SOURCE TEXT =
+ + +
That the profiling systems are unworkable doesn’t seem to be much of a hindrance for the geeks. Oracle’s CEO, Larry Ellison, for example insists that the problem is that there are too many disparate databases in use today by federal, state, and local agencies. The Ellison solution is to have one big honking database that integrates all of the information currently collected by government agencies. An Oracle database, of course. He says he’ll even donate the software free (upgrades and maintenance would be extra).

Specialized versions of some of these systems are already in place. Oracle, for example, provided its Lightweight Epidemiology Advanced Detection and Emergency Response System (LEADERS) that monitored every New York hospital for disease anomalies that might signal a bioterrorism attack within a day of the 11 September 2001 attacks. Oracle wants to expand the system to include every medical lab, clinic, and hospital in the country. As a dialysis patient, I find the reporting and storage of the minutiae of my medical condition in a national centralized database to be almost overwhelmingly disturbing. When coupled with Ellison’s proposal for a national identification card, it puts me right over the top.
+ + +
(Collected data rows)

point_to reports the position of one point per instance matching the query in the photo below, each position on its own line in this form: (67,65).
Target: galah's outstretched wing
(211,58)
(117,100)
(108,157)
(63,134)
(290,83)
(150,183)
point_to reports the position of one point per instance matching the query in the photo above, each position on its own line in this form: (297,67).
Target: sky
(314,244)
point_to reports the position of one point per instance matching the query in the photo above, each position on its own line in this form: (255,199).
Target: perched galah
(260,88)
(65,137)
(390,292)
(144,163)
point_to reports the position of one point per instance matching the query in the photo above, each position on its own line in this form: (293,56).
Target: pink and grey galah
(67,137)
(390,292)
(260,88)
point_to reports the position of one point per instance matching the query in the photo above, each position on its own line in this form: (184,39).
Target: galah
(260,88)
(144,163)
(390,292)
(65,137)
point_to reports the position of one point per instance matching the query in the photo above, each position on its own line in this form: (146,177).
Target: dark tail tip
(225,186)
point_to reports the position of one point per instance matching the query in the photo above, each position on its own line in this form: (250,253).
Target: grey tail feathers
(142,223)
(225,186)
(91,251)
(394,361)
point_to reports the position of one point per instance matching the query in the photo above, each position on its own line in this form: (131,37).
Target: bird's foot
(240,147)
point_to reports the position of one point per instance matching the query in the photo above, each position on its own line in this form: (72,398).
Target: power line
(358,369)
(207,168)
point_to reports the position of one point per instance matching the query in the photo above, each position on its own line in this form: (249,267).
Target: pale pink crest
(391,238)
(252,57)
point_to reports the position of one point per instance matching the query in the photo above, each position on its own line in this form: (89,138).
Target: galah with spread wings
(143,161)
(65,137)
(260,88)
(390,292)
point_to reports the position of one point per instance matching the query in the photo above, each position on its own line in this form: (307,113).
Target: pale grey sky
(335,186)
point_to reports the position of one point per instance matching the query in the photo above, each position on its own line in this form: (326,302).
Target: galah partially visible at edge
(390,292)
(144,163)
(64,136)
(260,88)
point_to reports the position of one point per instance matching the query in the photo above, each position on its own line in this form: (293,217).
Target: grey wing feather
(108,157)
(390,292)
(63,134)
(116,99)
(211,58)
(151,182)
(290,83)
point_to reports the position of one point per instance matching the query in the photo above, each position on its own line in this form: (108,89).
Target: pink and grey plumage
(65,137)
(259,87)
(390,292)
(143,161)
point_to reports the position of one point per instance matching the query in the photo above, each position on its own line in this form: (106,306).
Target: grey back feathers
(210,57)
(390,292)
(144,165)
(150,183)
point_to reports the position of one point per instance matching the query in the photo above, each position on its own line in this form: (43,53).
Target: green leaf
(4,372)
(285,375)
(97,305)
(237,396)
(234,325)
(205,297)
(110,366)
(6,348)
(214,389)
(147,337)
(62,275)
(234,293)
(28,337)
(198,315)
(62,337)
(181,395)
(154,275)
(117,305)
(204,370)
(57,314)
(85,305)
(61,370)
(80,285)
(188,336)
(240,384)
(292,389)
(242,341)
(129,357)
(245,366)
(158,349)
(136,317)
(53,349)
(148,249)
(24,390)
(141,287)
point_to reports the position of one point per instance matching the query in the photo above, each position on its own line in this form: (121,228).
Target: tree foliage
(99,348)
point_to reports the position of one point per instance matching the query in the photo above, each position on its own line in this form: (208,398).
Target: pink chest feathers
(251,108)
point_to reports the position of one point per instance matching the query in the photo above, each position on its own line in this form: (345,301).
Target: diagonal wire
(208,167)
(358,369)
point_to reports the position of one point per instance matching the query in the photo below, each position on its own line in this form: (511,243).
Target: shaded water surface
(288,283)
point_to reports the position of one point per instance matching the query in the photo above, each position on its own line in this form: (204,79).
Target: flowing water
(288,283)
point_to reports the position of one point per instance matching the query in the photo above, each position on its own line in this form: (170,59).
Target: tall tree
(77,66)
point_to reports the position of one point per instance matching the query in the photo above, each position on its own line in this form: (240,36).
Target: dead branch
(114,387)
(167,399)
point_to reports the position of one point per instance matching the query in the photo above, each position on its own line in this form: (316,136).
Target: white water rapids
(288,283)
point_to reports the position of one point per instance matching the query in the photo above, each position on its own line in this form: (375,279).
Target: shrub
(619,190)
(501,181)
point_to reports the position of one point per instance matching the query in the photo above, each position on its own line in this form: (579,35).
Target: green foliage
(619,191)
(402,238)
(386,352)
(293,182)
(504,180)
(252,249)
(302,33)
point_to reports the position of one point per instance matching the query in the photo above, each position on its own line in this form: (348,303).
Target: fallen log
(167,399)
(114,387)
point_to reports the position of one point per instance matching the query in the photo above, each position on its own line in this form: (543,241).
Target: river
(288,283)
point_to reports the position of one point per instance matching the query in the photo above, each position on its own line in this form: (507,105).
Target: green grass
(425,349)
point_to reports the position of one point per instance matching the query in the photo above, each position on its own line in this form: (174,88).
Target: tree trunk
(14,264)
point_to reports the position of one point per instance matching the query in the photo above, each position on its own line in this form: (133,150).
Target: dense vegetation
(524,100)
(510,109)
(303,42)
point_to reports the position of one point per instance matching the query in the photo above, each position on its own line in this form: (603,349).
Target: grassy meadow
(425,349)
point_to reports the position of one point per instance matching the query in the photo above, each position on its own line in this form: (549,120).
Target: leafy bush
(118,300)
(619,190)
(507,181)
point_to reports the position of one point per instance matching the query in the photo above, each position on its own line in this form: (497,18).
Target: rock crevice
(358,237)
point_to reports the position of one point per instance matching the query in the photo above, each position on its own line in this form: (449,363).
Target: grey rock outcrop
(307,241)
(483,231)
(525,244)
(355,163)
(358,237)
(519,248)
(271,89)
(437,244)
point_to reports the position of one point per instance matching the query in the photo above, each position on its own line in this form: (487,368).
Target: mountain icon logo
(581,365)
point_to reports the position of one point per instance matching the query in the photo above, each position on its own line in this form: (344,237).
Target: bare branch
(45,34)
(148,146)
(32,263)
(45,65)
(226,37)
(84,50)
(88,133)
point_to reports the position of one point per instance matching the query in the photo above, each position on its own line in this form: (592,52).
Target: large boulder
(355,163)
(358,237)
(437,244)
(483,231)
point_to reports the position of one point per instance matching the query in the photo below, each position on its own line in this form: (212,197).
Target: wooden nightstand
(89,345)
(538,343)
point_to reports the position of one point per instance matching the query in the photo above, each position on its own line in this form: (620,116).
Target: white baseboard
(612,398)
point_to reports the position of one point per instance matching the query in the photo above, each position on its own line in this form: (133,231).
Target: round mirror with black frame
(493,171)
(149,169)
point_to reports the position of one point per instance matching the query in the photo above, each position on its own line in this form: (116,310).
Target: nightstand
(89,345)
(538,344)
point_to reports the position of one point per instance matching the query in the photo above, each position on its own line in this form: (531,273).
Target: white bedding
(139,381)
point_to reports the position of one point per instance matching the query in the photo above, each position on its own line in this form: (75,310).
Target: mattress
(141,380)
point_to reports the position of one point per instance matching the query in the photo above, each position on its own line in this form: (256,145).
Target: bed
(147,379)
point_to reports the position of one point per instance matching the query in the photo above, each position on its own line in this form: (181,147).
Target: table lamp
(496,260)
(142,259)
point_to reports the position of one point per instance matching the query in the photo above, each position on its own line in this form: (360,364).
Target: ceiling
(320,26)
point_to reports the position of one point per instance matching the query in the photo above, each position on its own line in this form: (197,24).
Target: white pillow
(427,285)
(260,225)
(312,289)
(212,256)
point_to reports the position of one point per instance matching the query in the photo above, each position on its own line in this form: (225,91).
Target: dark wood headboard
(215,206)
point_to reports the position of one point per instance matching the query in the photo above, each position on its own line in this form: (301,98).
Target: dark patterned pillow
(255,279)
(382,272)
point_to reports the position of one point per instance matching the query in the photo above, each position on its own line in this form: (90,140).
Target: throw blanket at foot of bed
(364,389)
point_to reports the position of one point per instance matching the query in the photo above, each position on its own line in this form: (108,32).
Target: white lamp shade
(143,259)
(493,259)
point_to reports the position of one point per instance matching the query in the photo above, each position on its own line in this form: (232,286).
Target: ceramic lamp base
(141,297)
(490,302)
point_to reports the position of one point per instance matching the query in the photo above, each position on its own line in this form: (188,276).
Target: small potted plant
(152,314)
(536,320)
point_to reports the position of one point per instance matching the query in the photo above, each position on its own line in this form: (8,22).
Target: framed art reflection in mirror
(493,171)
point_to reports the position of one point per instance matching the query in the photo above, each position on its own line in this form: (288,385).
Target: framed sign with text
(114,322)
+ + +
REQUIRED WORK = Write out the passage on Oracle's database plans word for word, beginning at the words "That the profiling" and stopping after the words "would be extra).".

RESULT BELOW =
That the profiling systems are unworkable doesn’t seem to be much of a hindrance for the geeks. Oracle’s CEO, Larry Ellison, for example insists that the problem is that there are too many disparate databases in use today by federal, state, and local agencies. The Ellison solution is to have one big honking database that integrates all of the information currently collected by government agencies. An Oracle database, of course. He says he’ll even donate the software free (upgrades and maintenance would be extra).